*What to produce*. Copy all lines below exactly as written. Leave pictures out.

*Material provided*.
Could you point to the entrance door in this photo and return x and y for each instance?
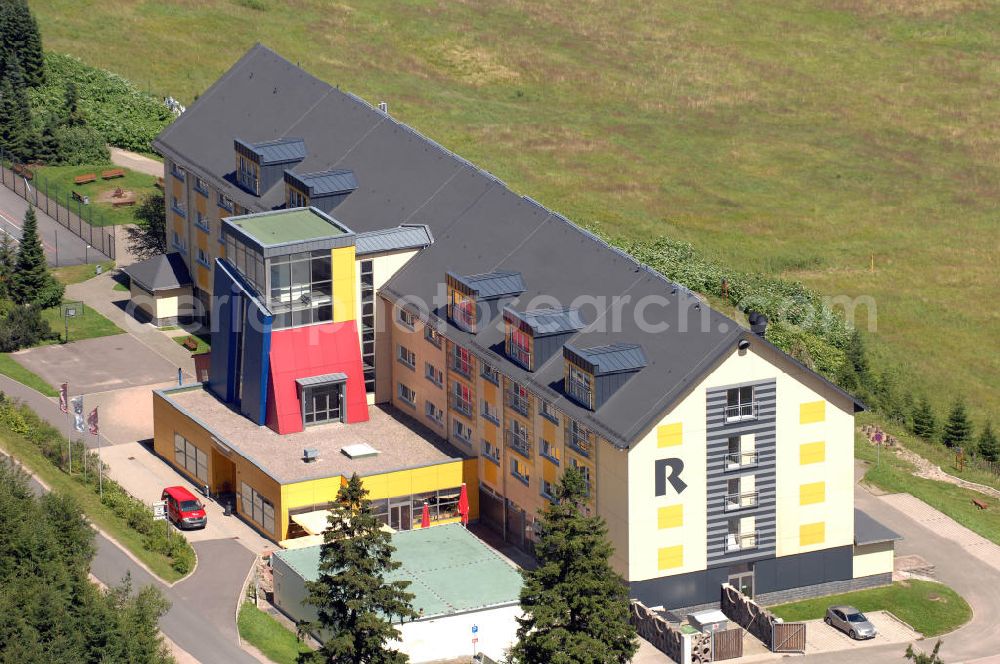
(399, 515)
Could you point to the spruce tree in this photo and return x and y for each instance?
(958, 429)
(576, 606)
(924, 422)
(989, 449)
(354, 602)
(33, 284)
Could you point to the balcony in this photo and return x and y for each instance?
(741, 411)
(737, 460)
(741, 501)
(741, 541)
(518, 442)
(460, 405)
(518, 403)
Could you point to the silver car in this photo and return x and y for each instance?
(850, 621)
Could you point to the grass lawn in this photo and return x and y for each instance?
(74, 274)
(10, 367)
(60, 178)
(268, 635)
(99, 514)
(802, 138)
(87, 324)
(930, 608)
(894, 475)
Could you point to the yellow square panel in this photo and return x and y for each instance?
(812, 533)
(671, 516)
(813, 411)
(812, 493)
(669, 435)
(812, 453)
(670, 557)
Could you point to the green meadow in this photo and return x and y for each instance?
(849, 144)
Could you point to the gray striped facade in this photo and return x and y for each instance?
(718, 433)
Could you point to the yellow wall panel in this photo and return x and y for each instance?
(812, 493)
(813, 411)
(812, 533)
(670, 557)
(671, 516)
(812, 453)
(669, 435)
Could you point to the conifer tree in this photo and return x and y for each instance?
(989, 449)
(33, 283)
(576, 606)
(958, 429)
(354, 602)
(924, 422)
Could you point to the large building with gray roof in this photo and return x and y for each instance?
(531, 346)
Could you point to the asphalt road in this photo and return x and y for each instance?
(61, 246)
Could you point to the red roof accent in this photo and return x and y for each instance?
(313, 350)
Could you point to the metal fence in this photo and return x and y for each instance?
(58, 202)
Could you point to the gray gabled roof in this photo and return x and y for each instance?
(162, 272)
(545, 322)
(869, 531)
(612, 358)
(406, 236)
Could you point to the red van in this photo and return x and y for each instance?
(183, 508)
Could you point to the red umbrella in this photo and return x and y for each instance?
(463, 505)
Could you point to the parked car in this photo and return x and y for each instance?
(183, 508)
(850, 621)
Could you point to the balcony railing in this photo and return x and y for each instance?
(741, 541)
(741, 501)
(741, 411)
(518, 403)
(518, 442)
(736, 460)
(460, 404)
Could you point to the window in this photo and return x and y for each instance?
(407, 396)
(190, 458)
(491, 412)
(519, 469)
(432, 335)
(490, 373)
(550, 451)
(433, 413)
(461, 430)
(322, 403)
(406, 356)
(257, 508)
(740, 404)
(548, 411)
(406, 318)
(579, 386)
(461, 360)
(461, 399)
(491, 451)
(433, 374)
(579, 437)
(519, 346)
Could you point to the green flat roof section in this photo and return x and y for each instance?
(298, 225)
(450, 570)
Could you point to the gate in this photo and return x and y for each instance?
(788, 637)
(727, 644)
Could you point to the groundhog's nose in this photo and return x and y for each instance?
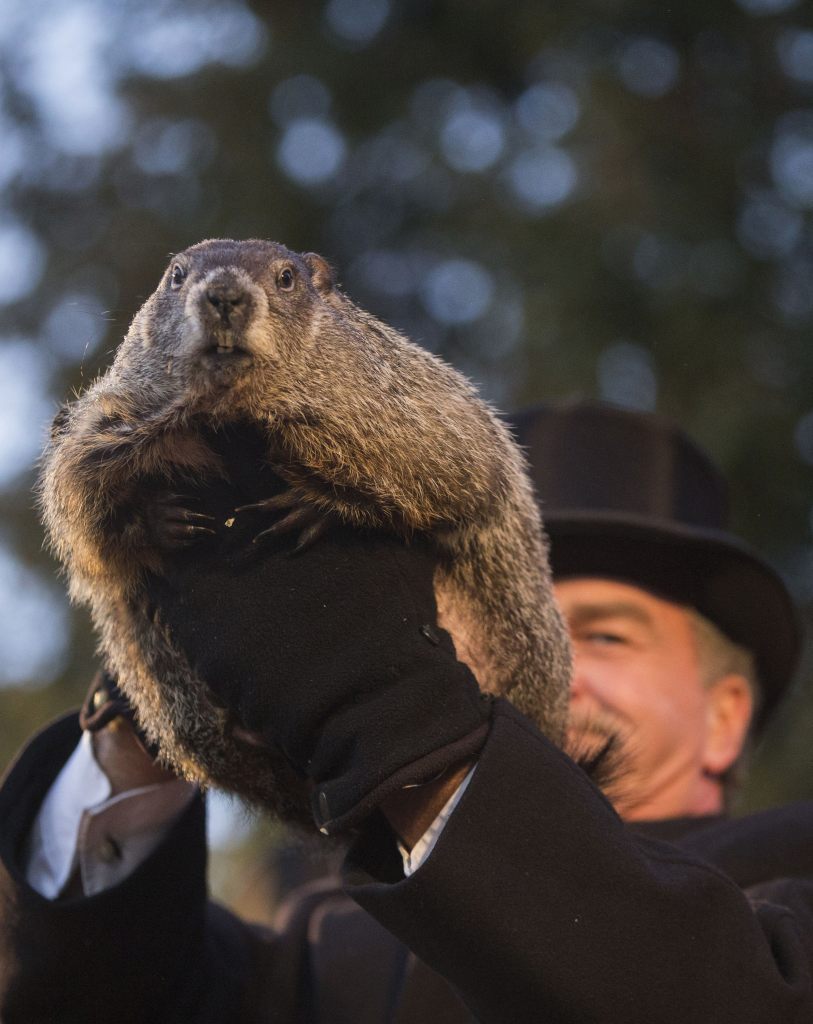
(225, 298)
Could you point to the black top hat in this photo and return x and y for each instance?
(629, 497)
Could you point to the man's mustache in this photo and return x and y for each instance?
(599, 744)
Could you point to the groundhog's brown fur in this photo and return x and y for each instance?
(359, 421)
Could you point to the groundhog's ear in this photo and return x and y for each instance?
(321, 272)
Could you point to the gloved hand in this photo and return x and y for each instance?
(333, 655)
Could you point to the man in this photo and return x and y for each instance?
(531, 897)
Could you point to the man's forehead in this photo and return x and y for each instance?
(587, 598)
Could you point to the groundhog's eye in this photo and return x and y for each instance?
(285, 281)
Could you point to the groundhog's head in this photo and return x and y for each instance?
(224, 309)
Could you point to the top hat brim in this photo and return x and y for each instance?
(701, 567)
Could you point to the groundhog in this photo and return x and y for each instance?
(248, 347)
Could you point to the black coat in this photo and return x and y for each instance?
(538, 904)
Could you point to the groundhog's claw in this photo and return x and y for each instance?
(302, 516)
(172, 525)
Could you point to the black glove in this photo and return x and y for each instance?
(334, 656)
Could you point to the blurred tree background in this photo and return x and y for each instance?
(606, 199)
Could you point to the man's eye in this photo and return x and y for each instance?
(607, 639)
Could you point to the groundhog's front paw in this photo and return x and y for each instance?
(172, 525)
(302, 515)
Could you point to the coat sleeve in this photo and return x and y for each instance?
(538, 903)
(151, 949)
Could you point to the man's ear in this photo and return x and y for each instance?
(321, 273)
(729, 709)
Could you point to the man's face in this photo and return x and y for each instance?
(637, 676)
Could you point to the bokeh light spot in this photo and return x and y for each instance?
(627, 377)
(357, 22)
(792, 163)
(543, 178)
(472, 140)
(796, 53)
(22, 261)
(172, 45)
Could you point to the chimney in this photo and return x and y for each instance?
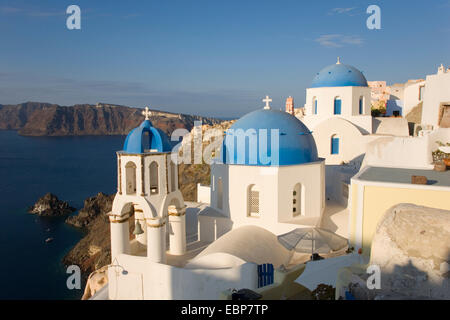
(290, 105)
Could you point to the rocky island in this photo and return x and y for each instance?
(50, 206)
(46, 119)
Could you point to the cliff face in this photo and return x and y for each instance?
(44, 119)
(94, 250)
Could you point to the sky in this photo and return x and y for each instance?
(212, 58)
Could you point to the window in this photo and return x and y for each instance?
(334, 145)
(297, 200)
(130, 176)
(172, 177)
(337, 105)
(219, 193)
(361, 105)
(154, 187)
(314, 105)
(421, 92)
(253, 201)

*Expected output*.
Could you point to the entrance door in this photo and return x and y for each instance?
(399, 515)
Could you point to the spruce tree in this photo and return x and y for each instance?
(958, 429)
(576, 606)
(924, 422)
(989, 449)
(354, 602)
(33, 284)
Could you point to the balcony in this photo and return x and y for each instance?
(741, 411)
(737, 460)
(741, 501)
(741, 541)
(518, 442)
(460, 405)
(518, 403)
Could you point to the silver car in this photo and return x and y for each instance?
(850, 621)
Could you point to the grass lawn in this photo and return x and y for each instance?
(74, 274)
(10, 367)
(60, 178)
(268, 635)
(99, 514)
(802, 138)
(87, 324)
(930, 608)
(894, 475)
Could you point to the yellow square panel in this photo and return x and y for each instance?
(812, 533)
(671, 516)
(813, 411)
(812, 493)
(669, 435)
(812, 453)
(670, 557)
Could you point to the green meadow in this photo and return x and y for each instance?
(849, 144)
Could you point to the gray striped facade in this photo and return x and y for each instance?
(718, 433)
Could you point to the yellow wall panel in this photo and return x and y for each instance?
(812, 493)
(813, 411)
(812, 533)
(670, 557)
(671, 516)
(812, 453)
(669, 435)
Could you point to the conifer tree in this photo and return x and y for each instance?
(989, 449)
(33, 283)
(576, 606)
(958, 429)
(354, 602)
(924, 422)
Could you point to the large building with gray roof in this photo and return x and y for each instance?
(531, 346)
Could you point to the asphalt road in this photo and return x and y for each instance?
(61, 246)
Could you point to the red roof accent in this photo and return x and y for each instance?
(313, 350)
Could you point to the metal fence in this photo and return x and y for each instance?
(58, 202)
Could you point to the gray gabled roof in this photo and return x and y for each instance?
(162, 272)
(545, 322)
(869, 531)
(612, 358)
(406, 236)
Could you point to the red van in this photo and return x and y for each instance?
(183, 508)
Could you point to the red umbrella in this photo and return x and y for each instance?
(463, 505)
Could you point to the parked car in this photo and return x and y for each instance?
(183, 508)
(850, 621)
Could you point to the balcony railing in this photo and return x and y for each instance?
(741, 541)
(741, 501)
(741, 411)
(518, 403)
(518, 442)
(736, 460)
(460, 404)
Could you point to the window in this photo and return x and y for each instance?
(407, 396)
(190, 458)
(491, 412)
(519, 469)
(432, 335)
(490, 373)
(550, 451)
(433, 413)
(461, 430)
(322, 403)
(406, 356)
(257, 508)
(740, 404)
(548, 411)
(406, 318)
(579, 386)
(461, 360)
(461, 399)
(491, 451)
(433, 374)
(579, 437)
(519, 346)
Could you point to the green flat roof section in this photo and return x and y for each instance?
(298, 225)
(450, 570)
Could you point to the gate in this photo and return x and y for each instance?
(788, 637)
(727, 644)
Could you point to the groundhog's nose in this photo and return x and y for each instance?
(225, 298)
Could you point to the black top hat in this photo and return x and y for each instance?
(629, 497)
Could you point to the man's mustache in this photo and return x and y for each instance?
(599, 744)
Could you point to the groundhog's brown fur in this photo and return x and y for each instance?
(359, 421)
Could you point to the groundhog's ear in this photo and return x and y for each instance?
(321, 272)
Could you point to the gloved hand in this photo and return x and y for each instance?
(333, 655)
Could you point to the man in this photo and return x and y for each instance?
(531, 897)
Could you point to the man's forehead in this photo and return x and y for each instance?
(587, 598)
Could you point to the groundhog's eye in this photo and return x and y for each instance?
(285, 281)
Could you point to the groundhog's head in this photo and return x and y for each instance?
(224, 309)
Could you point to the top hat brim in this photo and return x and y for each instance?
(701, 567)
Could you point to the groundhog in this photo and return x and y for each instance?
(248, 347)
Could you point to the black coat in this photo and return x and y for each instance?
(538, 904)
Could you point to the groundhog's claw in this photo and return x and y for each instance?
(302, 516)
(172, 525)
Could you point to the black glove in this photo and return x and y for each instance?
(334, 656)
Could you point to the blurred tree background in this photo and return x and y for each instance?
(606, 199)
Could you point to the man's eye in this photo and return x and y for each instance?
(607, 639)
Could you point to the groundhog's front paw in this photo and return x and y for each instance?
(172, 525)
(302, 515)
Could you point to the coat sleeve in this photo and return x and y for each instance?
(538, 903)
(151, 949)
Could you point to the man's ear in this photo and return x and y for each instance?
(321, 273)
(729, 709)
Could you point to the man's face in this photo and return x and y for each instance?
(637, 676)
Could you point to the bokeh light spot in this photo and return x and y for each instance?
(627, 377)
(357, 22)
(792, 163)
(543, 178)
(472, 140)
(796, 53)
(22, 261)
(172, 45)
Could you point to the chimney in this photo and return x and y for each instance?
(290, 105)
Could you point to the rocky island in this photo and return x and y for each instance?
(50, 206)
(46, 119)
Could you point to the cliff face in this photo and return x and y for each instance?
(44, 119)
(94, 250)
Could you point to the sky in this photo and return x and y for each instance?
(212, 58)
Could you point to the window in this photo and return x and y for each instance?
(334, 145)
(297, 200)
(130, 176)
(172, 177)
(337, 105)
(219, 193)
(361, 105)
(154, 187)
(314, 105)
(421, 92)
(253, 201)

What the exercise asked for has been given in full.